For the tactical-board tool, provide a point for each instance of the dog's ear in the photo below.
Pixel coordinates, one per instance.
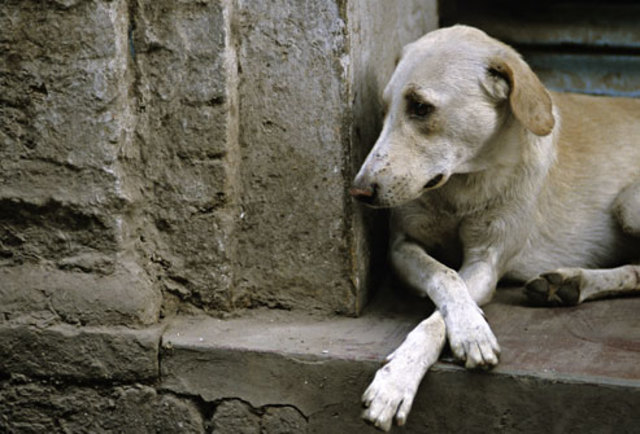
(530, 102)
+ + + + + + +
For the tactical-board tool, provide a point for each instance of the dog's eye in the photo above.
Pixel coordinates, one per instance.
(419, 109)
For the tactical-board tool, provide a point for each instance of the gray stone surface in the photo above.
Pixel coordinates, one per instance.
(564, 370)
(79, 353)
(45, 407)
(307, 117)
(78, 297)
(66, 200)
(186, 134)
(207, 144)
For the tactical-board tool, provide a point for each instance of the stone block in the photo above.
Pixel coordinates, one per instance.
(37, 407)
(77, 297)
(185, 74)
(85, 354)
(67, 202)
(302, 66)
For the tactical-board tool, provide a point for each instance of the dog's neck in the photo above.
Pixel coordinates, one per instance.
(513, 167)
+ + + + + + +
Please go through the data above and copy each line containing the word "stone".

For the tactical-board tool, provide a point for each instance of the gray stone surface in the photo above.
For the tactical-board tool, provide a point for each instance of the stone block in the photo above.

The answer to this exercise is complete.